#### Exercise prompt
Copy the lines below word for word, starting at the line that contains "Task: point out the handheld" and ending at the line that contains "[[461, 235]]", with both of those lines included.

-- Begin Material for this exercise --

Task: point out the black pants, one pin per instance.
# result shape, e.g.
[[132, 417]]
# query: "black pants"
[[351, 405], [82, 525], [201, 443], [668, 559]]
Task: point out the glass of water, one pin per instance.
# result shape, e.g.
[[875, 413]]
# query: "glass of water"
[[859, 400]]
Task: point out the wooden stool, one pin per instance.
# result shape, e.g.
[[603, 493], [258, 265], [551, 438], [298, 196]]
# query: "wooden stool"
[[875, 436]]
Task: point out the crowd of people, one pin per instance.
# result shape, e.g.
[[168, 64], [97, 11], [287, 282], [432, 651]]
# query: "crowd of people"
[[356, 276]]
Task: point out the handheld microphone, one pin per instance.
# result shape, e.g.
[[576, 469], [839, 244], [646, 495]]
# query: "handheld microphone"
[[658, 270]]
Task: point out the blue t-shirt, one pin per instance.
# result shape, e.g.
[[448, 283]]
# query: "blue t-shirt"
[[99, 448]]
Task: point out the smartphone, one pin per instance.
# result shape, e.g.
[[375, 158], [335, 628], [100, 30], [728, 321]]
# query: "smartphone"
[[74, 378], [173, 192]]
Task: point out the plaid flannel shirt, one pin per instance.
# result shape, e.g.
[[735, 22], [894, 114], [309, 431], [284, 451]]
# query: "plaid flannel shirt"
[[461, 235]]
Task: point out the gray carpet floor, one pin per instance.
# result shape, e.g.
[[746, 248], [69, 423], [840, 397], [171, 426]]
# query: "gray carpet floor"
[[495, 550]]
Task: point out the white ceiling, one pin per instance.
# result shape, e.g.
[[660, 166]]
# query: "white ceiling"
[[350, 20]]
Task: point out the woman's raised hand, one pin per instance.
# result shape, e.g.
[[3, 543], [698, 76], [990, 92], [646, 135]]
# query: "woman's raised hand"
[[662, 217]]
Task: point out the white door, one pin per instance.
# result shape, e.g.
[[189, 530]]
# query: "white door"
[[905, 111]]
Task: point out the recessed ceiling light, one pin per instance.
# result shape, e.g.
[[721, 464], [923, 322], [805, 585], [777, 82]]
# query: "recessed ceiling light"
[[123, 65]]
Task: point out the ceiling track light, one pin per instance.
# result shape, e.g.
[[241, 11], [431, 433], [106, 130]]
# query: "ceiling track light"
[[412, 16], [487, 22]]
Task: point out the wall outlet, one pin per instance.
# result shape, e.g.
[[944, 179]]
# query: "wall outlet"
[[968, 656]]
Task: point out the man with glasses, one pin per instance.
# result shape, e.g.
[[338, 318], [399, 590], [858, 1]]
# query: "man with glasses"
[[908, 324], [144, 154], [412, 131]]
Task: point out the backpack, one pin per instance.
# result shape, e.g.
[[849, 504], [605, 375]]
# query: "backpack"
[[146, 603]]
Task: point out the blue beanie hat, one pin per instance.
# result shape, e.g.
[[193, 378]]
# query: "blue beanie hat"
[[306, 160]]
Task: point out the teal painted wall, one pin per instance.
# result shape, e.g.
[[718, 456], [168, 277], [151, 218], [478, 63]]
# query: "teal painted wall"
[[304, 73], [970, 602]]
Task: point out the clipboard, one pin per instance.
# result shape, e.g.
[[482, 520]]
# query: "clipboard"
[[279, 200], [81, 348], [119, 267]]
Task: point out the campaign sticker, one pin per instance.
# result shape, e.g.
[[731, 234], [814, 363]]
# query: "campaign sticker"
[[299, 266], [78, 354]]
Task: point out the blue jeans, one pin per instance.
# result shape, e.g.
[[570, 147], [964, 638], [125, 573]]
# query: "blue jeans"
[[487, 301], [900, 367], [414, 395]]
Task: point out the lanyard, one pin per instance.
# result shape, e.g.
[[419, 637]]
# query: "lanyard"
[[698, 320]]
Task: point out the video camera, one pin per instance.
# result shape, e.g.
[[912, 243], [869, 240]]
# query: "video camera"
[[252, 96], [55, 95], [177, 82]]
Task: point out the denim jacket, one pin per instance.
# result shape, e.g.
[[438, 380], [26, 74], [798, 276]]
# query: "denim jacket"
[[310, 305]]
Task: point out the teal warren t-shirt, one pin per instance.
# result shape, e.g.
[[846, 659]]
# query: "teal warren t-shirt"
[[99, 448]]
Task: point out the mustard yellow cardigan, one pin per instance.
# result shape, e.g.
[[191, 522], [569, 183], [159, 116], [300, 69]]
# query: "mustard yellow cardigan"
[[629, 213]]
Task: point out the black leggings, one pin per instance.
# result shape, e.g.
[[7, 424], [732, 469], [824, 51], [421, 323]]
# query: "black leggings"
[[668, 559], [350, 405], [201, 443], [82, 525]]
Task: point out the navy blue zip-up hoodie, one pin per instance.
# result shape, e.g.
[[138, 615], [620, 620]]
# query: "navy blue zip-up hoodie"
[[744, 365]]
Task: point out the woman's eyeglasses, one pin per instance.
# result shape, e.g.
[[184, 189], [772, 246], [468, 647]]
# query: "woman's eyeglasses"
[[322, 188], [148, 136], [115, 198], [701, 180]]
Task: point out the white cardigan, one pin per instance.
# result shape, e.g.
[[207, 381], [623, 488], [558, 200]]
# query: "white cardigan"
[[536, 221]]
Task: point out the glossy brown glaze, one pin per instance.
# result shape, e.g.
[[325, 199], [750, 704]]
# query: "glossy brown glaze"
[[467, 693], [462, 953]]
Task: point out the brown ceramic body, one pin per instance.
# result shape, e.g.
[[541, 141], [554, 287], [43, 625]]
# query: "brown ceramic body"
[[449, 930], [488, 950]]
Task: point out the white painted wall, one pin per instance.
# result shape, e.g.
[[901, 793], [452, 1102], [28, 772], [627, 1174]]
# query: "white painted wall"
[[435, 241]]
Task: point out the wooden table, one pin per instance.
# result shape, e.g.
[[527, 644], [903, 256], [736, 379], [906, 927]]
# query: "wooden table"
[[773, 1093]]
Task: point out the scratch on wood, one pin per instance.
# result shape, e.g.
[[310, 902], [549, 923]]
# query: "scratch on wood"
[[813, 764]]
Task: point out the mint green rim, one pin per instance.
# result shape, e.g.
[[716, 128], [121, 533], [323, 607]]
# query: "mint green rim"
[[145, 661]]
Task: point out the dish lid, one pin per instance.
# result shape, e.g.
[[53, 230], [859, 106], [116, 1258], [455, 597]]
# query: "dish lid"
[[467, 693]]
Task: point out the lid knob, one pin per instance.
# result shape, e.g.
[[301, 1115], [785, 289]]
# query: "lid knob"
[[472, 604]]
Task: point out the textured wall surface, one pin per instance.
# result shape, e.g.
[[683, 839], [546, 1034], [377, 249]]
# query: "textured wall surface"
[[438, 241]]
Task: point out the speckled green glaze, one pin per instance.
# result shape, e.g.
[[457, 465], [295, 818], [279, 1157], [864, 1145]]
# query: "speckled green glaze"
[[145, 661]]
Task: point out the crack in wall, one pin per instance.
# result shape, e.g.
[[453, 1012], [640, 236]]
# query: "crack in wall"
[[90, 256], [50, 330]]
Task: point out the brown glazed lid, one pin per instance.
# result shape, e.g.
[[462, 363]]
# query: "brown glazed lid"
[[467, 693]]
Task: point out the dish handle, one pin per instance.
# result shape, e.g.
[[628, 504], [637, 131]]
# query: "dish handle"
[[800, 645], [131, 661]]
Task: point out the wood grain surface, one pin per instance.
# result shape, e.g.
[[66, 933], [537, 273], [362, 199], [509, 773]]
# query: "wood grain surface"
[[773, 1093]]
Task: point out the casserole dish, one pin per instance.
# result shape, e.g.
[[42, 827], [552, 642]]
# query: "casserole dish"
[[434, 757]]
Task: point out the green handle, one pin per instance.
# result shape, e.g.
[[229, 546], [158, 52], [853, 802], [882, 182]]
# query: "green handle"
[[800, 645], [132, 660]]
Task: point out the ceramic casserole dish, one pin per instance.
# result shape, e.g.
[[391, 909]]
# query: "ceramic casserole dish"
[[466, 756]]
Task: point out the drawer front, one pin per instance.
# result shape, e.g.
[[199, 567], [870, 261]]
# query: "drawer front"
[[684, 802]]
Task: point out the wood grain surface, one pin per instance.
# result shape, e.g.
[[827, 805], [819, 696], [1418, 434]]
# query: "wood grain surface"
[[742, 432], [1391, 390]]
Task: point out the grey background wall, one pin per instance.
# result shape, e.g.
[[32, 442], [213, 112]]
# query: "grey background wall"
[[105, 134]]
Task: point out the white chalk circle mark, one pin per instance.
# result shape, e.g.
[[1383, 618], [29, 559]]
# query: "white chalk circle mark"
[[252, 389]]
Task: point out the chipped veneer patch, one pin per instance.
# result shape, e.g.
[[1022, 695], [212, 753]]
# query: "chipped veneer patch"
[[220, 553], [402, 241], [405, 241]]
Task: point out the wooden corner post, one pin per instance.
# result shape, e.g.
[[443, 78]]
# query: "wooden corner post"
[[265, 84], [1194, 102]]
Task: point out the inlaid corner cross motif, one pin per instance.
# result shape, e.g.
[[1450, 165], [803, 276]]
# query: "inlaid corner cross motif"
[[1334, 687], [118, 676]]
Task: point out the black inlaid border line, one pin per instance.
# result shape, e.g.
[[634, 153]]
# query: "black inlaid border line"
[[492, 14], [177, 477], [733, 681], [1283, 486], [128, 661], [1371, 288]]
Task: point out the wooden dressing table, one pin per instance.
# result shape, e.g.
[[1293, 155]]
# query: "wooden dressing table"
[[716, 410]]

-- End Material for this exercise --

#### Result for this exercise
Task: point out the handheld microphone, one pin per instance.
# result shape, e.g.
[[576, 469], [839, 244], [646, 495]]
# query: "handheld microphone"
[[658, 270]]
Task: point out the blue t-shirt, one pin per instance.
# result shape, e.g.
[[448, 283]]
# query: "blue t-shirt"
[[99, 448]]
Task: point out the smartphone, one pin per instance.
# result shape, e.g.
[[375, 158], [335, 628], [100, 30], [728, 321]]
# query: "smartphone"
[[74, 378], [173, 192]]
Task: point out the plaid flannel shirt, one pin per instance.
# result shape, e.g.
[[735, 22], [894, 114], [309, 431], [284, 451]]
# query: "plaid flannel shirt"
[[461, 235]]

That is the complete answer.